» WORK TO BE COMPLETED: Please return each of the entries that follow, unchanged in every word.

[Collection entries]
========

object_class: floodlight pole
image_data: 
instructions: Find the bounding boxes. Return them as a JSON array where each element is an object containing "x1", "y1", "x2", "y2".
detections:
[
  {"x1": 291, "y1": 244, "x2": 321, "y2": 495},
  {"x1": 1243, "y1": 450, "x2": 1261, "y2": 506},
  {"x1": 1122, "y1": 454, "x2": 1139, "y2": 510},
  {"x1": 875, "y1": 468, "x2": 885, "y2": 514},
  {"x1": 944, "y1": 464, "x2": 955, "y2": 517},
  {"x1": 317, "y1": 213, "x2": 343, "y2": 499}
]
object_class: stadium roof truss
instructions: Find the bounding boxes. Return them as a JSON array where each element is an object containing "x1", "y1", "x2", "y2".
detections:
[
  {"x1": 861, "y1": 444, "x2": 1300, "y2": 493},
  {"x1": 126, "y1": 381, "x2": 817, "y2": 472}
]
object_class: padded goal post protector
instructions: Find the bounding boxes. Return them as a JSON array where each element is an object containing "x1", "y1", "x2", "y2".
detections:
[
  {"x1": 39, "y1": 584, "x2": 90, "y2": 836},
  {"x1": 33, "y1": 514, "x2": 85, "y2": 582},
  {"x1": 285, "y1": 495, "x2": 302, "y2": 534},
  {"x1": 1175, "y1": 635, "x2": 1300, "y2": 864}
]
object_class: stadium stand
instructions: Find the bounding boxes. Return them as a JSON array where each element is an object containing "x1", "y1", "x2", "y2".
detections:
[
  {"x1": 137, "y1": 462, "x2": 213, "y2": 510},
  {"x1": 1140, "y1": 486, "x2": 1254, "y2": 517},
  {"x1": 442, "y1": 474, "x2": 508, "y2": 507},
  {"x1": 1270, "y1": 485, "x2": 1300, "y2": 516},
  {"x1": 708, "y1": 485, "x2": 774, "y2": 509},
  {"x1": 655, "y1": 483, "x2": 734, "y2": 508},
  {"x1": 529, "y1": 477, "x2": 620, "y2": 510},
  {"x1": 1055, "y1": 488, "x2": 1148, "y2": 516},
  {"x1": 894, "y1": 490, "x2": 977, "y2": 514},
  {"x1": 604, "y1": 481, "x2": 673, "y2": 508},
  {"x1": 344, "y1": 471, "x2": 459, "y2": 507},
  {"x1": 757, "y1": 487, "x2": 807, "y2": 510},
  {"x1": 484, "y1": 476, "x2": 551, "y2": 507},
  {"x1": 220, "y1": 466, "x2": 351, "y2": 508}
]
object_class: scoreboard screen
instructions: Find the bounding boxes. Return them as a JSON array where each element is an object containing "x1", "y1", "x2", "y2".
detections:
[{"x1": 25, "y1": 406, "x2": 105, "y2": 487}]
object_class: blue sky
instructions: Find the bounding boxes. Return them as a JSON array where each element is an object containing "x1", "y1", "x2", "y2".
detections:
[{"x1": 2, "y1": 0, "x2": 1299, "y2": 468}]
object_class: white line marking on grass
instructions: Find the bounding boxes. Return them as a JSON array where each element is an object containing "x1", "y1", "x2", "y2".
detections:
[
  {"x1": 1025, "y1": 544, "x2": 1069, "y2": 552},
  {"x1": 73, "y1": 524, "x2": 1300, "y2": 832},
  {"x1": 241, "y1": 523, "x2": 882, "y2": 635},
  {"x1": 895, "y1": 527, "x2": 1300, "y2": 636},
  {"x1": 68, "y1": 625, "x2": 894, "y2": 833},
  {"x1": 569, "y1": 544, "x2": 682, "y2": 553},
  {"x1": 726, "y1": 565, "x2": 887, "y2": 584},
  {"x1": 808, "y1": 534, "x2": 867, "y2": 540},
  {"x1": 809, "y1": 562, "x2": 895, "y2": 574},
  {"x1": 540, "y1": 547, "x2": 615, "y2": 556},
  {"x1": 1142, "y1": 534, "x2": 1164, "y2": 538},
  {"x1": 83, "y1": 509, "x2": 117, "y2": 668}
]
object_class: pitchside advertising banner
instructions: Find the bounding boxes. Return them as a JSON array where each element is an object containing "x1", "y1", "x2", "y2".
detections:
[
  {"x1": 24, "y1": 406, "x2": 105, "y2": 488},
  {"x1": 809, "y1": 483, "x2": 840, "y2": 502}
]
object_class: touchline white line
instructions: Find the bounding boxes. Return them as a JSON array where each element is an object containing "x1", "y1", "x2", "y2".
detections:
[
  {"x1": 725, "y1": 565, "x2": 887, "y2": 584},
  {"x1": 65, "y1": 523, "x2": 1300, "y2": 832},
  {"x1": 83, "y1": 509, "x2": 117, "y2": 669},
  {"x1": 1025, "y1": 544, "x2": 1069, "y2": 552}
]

========

» SOLVED EXERCISE:
object_class: floodlight pole
image_data: 
instructions: Find the bounding boxes. Return them as a JSON array where each element is an object containing "x1", "y1", "x2", "y2".
detections:
[
  {"x1": 291, "y1": 244, "x2": 321, "y2": 495},
  {"x1": 1243, "y1": 450, "x2": 1261, "y2": 506},
  {"x1": 1122, "y1": 454, "x2": 1139, "y2": 510},
  {"x1": 875, "y1": 468, "x2": 885, "y2": 514},
  {"x1": 944, "y1": 464, "x2": 955, "y2": 517},
  {"x1": 317, "y1": 213, "x2": 343, "y2": 499}
]
object_class: stadium roof truss
instructions: Find the bounding boxes. Return them as a JSON array where each element is an object containing "x1", "y1", "x2", "y2".
detections:
[
  {"x1": 861, "y1": 444, "x2": 1300, "y2": 493},
  {"x1": 126, "y1": 381, "x2": 817, "y2": 472}
]
object_class: padded goal post protector
instructions: Find the bounding boxes. Return them as a JSON array where each element is an object containing "x1", "y1", "x2", "y2".
detections:
[
  {"x1": 39, "y1": 584, "x2": 90, "y2": 836},
  {"x1": 33, "y1": 514, "x2": 85, "y2": 582},
  {"x1": 285, "y1": 495, "x2": 302, "y2": 534},
  {"x1": 1175, "y1": 635, "x2": 1300, "y2": 864}
]
object_class: stadium stand
instructions: Find the bounding boxes. Return them as a JSON array where each element is an object containing "x1", "y1", "x2", "y2".
detections:
[
  {"x1": 137, "y1": 462, "x2": 213, "y2": 510},
  {"x1": 1140, "y1": 486, "x2": 1254, "y2": 517},
  {"x1": 442, "y1": 474, "x2": 508, "y2": 507},
  {"x1": 1270, "y1": 485, "x2": 1300, "y2": 516},
  {"x1": 708, "y1": 485, "x2": 774, "y2": 509},
  {"x1": 655, "y1": 483, "x2": 734, "y2": 508},
  {"x1": 529, "y1": 477, "x2": 620, "y2": 510},
  {"x1": 1055, "y1": 488, "x2": 1148, "y2": 516},
  {"x1": 894, "y1": 490, "x2": 977, "y2": 514},
  {"x1": 604, "y1": 481, "x2": 673, "y2": 508},
  {"x1": 344, "y1": 471, "x2": 459, "y2": 507},
  {"x1": 757, "y1": 487, "x2": 807, "y2": 510},
  {"x1": 484, "y1": 476, "x2": 551, "y2": 507},
  {"x1": 220, "y1": 466, "x2": 351, "y2": 508}
]
object_class: scoreboard screen
instructions: Find the bounding boxes. Return them as a JSON array where each element is an object containing "x1", "y1", "x2", "y2".
detections:
[{"x1": 25, "y1": 406, "x2": 105, "y2": 487}]
object_class: blue sky
instructions: Find the bounding boxes. Return them as a JSON array where each element is an object containing "x1", "y1", "x2", "y2".
detections:
[{"x1": 2, "y1": 0, "x2": 1299, "y2": 468}]
object_class: white line marking on grass
instructions: Find the bounding boxes. Return them as a JSON array where each element is an object containing "x1", "y1", "x2", "y2".
detections:
[
  {"x1": 1025, "y1": 544, "x2": 1069, "y2": 552},
  {"x1": 73, "y1": 524, "x2": 1300, "y2": 832},
  {"x1": 241, "y1": 523, "x2": 882, "y2": 635},
  {"x1": 895, "y1": 527, "x2": 1300, "y2": 636},
  {"x1": 68, "y1": 625, "x2": 894, "y2": 833},
  {"x1": 569, "y1": 544, "x2": 682, "y2": 553},
  {"x1": 726, "y1": 565, "x2": 887, "y2": 584},
  {"x1": 808, "y1": 534, "x2": 867, "y2": 540},
  {"x1": 809, "y1": 562, "x2": 895, "y2": 574},
  {"x1": 540, "y1": 547, "x2": 615, "y2": 556},
  {"x1": 1142, "y1": 534, "x2": 1164, "y2": 538},
  {"x1": 83, "y1": 509, "x2": 117, "y2": 668}
]
object_class: pitchside advertising banner
instructions: Find the bounding boxes. Return them as a JSON array where each element is an object containing "x1", "y1", "x2", "y2".
detections:
[
  {"x1": 24, "y1": 406, "x2": 105, "y2": 488},
  {"x1": 809, "y1": 483, "x2": 840, "y2": 502}
]
object_class: touchline white line
instructions: Find the bounding boxes. Return them as a JSON array where each element is an object containing "x1", "y1", "x2", "y2".
detections:
[
  {"x1": 725, "y1": 565, "x2": 887, "y2": 584},
  {"x1": 65, "y1": 523, "x2": 1300, "y2": 832},
  {"x1": 83, "y1": 509, "x2": 117, "y2": 669},
  {"x1": 1025, "y1": 544, "x2": 1069, "y2": 552}
]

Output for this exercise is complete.